>>>

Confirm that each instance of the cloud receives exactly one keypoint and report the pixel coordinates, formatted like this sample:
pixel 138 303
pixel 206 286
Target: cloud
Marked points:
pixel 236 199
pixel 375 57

<<<

What needs to be done:
Copy out the material above line for line, with every character unchanged.

Solution:
Confirm that each instance of the cloud receives exactly one keypoint and report the pixel coordinates, formatted like this sample:
pixel 138 303
pixel 206 286
Target: cloud
Marked points:
pixel 236 199
pixel 375 57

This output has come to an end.